▸ **Required task**
Please change "pin" to "mark" throughout the entries below and write them out again with nothing else altered, omitting the pictures.

▸ **Material**
----------------------------------------
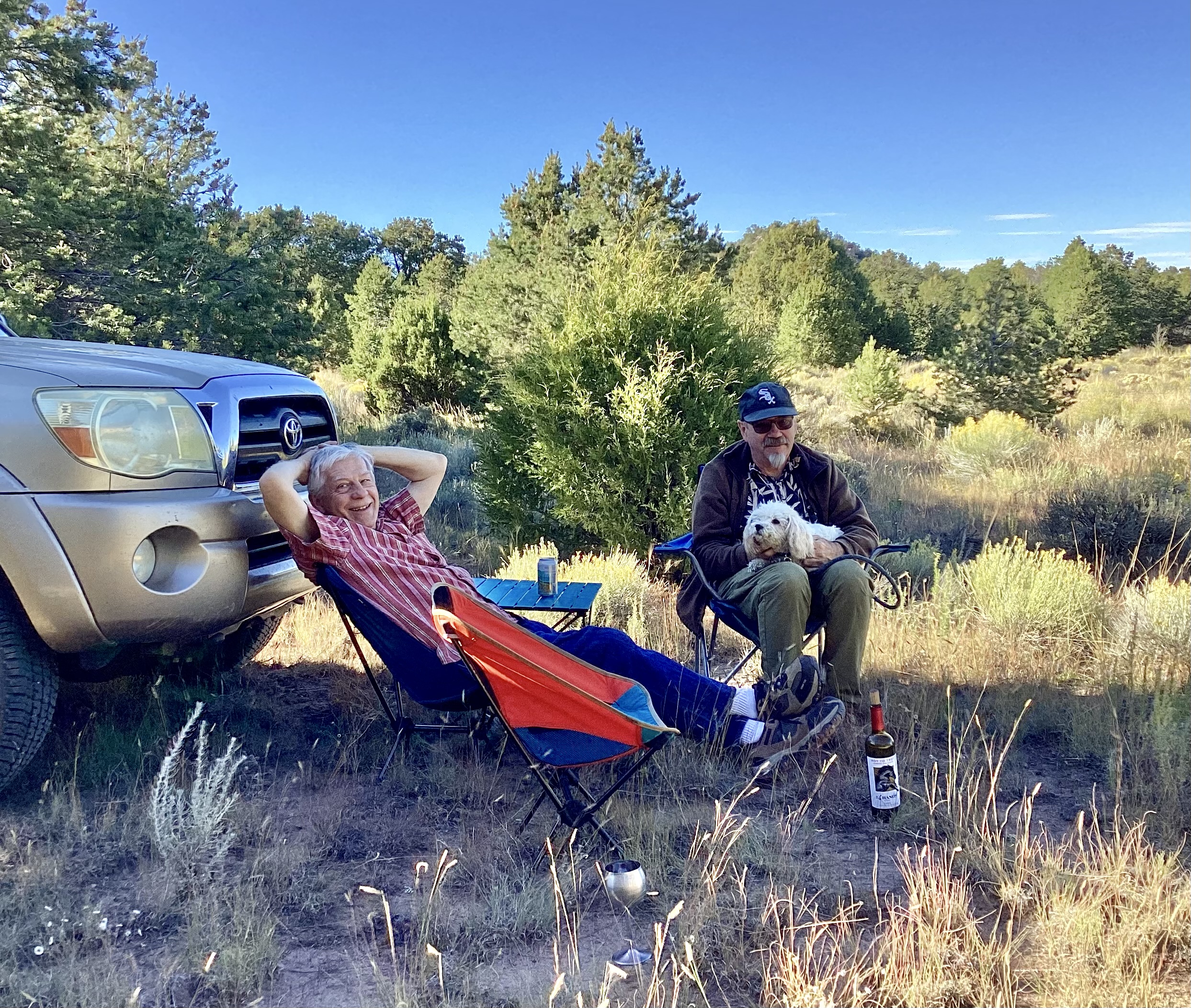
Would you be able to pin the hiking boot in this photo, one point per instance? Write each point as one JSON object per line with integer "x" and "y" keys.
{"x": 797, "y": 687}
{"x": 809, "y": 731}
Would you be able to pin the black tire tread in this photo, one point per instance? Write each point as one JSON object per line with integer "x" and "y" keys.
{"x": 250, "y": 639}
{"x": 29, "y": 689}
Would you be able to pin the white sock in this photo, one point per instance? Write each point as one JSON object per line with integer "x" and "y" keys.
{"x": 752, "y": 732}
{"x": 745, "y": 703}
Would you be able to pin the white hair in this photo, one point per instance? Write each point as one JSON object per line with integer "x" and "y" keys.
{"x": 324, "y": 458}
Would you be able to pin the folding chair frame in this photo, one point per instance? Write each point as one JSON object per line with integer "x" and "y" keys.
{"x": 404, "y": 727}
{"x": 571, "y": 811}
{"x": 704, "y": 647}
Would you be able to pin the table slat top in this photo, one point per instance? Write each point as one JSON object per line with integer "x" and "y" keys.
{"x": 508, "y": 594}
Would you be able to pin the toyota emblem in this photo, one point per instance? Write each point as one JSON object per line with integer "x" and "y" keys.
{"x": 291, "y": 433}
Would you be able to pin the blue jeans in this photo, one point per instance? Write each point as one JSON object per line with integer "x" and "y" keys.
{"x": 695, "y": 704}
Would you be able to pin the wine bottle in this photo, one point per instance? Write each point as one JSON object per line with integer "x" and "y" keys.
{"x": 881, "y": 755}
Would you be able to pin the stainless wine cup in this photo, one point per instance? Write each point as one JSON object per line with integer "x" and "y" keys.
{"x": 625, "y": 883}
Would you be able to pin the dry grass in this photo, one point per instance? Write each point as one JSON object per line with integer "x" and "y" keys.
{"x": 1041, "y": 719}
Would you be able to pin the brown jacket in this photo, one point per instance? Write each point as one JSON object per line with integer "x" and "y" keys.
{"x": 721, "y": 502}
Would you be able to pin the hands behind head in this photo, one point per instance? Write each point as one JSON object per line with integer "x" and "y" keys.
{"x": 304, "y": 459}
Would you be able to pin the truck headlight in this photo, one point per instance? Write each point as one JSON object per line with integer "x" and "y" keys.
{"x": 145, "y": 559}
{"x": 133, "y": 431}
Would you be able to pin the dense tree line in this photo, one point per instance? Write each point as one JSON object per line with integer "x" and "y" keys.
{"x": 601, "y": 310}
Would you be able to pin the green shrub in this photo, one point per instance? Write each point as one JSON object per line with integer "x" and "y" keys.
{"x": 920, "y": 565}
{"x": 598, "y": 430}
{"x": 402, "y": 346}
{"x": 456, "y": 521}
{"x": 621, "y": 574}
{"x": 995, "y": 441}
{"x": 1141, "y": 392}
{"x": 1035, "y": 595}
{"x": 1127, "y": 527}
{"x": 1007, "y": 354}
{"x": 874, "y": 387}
----------------------------------------
▸ **Solution for this task**
Would you be able to mark the hiking boot in this photo, one point per instance? Write each point as one JSON object per line with integer "x" and "y" keys.
{"x": 797, "y": 687}
{"x": 809, "y": 731}
Would you be able to mark the black tire tread in this photo, one point per instance? Write each point as one JSON object per line with integer "x" and "y" keys.
{"x": 250, "y": 639}
{"x": 29, "y": 689}
Would you be able to mark the white sock in this photo, one point per instance? Write each point as one JSON object per line with integer "x" and "y" keys.
{"x": 752, "y": 732}
{"x": 745, "y": 703}
Would you be able to mark the white hair in this photo, one point per instance? Write each point as one JSON object per line with integer "x" and "y" keys.
{"x": 324, "y": 458}
Would you be able to mark the folding chair frame in this photo, one point per instance? Write each point as one JSON object per line with integer "x" and "y" keys.
{"x": 404, "y": 727}
{"x": 571, "y": 811}
{"x": 704, "y": 647}
Would you be able to mark the table slat top in this photo, one point per instance? Write each point as one JSON object per line with integer "x" and "y" keys.
{"x": 508, "y": 594}
Would you be able to mark the toyota emblem in this photo, one point per instance? Write each point as one JSON object per line with integer "x" and "y" keys.
{"x": 291, "y": 433}
Would you be able to mark the blue jeans in this photo, one point per instance? Write each point as one JSON object per line with integer "x" and "y" keys.
{"x": 695, "y": 704}
Would you be able to mark the wine bottle in this photo, one point per instance? Write each point as one JSON object per line with integer "x" and "y" keys.
{"x": 881, "y": 755}
Would you be able to mark the stainless wine cup in this photo, one point per instance? Write each point as one JSON object per line with integer "x" and "y" keys.
{"x": 625, "y": 883}
Would you be able to mark the dry grass in this photo, one point per instance? Write each point as one JSON object per line with integer "x" and "y" keys.
{"x": 1041, "y": 719}
Would you be able to mark the brown jacket in this photo, one point per instance? Write each point as one JSON object per line with integer "x" and "y" keys.
{"x": 721, "y": 502}
Would you be able to mark the hands behind head in this photo, one point per instance? Write each point as one JSON object per line with integer "x" and "y" keys.
{"x": 304, "y": 459}
Would you be able to mark the truck headlight in this photo, one point per instance? Write each point as one JSON object per line with integer "x" and "y" keys.
{"x": 145, "y": 559}
{"x": 133, "y": 431}
Would you be able to mark the dense tree line in this photo, one point per instance? Write each point as one JSON object per line with integer "x" and "y" keys.
{"x": 601, "y": 310}
Would you be able to mark the green shrub in this photo, one point per instance? Write each point as one JSON object per line with integer "x" and "y" keys.
{"x": 920, "y": 565}
{"x": 598, "y": 430}
{"x": 402, "y": 346}
{"x": 456, "y": 521}
{"x": 621, "y": 574}
{"x": 995, "y": 441}
{"x": 1141, "y": 392}
{"x": 1035, "y": 595}
{"x": 1127, "y": 527}
{"x": 1007, "y": 354}
{"x": 874, "y": 387}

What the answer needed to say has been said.